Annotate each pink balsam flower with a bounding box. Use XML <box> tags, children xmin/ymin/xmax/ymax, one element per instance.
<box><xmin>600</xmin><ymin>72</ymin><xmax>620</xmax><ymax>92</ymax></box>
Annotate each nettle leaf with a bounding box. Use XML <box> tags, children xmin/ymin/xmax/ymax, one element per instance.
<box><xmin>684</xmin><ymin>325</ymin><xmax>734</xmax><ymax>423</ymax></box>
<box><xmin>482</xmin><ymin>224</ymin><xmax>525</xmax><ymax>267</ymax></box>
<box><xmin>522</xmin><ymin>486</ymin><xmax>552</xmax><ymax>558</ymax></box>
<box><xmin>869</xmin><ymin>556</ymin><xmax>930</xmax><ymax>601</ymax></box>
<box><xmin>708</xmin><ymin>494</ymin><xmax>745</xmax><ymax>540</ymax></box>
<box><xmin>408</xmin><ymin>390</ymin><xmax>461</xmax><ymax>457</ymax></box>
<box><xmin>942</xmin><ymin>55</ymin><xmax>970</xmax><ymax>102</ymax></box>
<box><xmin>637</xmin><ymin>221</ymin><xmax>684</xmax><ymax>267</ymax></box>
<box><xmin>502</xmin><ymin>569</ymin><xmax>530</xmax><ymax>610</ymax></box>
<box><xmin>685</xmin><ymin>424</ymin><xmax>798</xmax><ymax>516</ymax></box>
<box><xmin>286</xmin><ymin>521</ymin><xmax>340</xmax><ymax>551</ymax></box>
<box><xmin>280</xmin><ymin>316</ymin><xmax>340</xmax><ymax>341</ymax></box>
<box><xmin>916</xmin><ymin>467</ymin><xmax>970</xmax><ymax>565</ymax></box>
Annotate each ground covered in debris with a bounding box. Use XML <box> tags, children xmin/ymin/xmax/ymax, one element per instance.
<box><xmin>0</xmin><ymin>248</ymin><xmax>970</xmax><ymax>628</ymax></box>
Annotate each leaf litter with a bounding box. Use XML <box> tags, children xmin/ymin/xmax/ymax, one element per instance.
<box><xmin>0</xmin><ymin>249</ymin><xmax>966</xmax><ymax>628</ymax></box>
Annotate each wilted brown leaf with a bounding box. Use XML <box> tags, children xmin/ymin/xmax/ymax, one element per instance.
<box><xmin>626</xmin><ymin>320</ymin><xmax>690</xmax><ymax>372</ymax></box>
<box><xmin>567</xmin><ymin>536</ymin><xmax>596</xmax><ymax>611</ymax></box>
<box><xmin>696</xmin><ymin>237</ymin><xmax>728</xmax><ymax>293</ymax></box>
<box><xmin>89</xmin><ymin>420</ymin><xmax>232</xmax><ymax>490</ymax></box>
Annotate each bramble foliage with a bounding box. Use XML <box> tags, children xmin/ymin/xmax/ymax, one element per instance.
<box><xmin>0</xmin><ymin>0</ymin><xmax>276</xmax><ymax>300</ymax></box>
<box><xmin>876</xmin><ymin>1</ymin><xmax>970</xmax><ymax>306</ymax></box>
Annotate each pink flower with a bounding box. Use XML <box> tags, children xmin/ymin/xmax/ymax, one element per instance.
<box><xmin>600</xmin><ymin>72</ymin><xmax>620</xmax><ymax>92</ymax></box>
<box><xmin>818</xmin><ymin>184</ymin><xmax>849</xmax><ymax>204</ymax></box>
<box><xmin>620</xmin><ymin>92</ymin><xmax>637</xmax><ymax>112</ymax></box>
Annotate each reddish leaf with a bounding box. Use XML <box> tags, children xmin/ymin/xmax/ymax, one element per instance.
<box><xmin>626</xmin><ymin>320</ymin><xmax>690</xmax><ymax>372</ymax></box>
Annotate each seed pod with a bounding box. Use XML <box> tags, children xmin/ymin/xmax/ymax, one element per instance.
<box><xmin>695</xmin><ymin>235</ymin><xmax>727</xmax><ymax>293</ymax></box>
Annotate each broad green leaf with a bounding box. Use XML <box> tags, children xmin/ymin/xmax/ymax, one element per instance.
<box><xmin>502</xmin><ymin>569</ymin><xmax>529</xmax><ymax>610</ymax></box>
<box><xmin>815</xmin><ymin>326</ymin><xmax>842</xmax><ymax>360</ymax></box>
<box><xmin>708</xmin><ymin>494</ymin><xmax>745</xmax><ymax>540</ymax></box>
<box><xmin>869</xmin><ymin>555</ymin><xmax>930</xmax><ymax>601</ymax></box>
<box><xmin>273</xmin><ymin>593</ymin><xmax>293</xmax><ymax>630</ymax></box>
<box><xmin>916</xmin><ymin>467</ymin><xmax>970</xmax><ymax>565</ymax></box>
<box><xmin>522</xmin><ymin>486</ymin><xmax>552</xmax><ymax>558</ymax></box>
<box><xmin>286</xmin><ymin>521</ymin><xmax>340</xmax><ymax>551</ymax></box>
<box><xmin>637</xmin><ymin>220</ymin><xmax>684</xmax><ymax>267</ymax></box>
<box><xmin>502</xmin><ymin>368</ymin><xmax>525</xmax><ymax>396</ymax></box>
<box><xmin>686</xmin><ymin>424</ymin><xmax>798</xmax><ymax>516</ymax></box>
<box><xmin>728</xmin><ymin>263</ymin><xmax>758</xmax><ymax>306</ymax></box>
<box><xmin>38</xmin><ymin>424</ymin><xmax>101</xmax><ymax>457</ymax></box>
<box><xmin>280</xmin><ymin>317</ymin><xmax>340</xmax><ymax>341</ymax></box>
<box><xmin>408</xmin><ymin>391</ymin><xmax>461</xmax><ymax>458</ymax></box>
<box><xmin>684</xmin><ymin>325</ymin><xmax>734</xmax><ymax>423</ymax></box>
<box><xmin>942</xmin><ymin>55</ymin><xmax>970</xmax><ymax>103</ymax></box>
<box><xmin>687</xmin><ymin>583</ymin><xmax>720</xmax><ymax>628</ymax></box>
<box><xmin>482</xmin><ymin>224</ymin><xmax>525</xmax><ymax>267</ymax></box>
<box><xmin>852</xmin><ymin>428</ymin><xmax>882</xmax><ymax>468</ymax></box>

______

* [Directions for this task]
How many lines of the entries above contain the string "pink", counting only matches in the same case? Reply with the number alone.

* [Complete answer]
2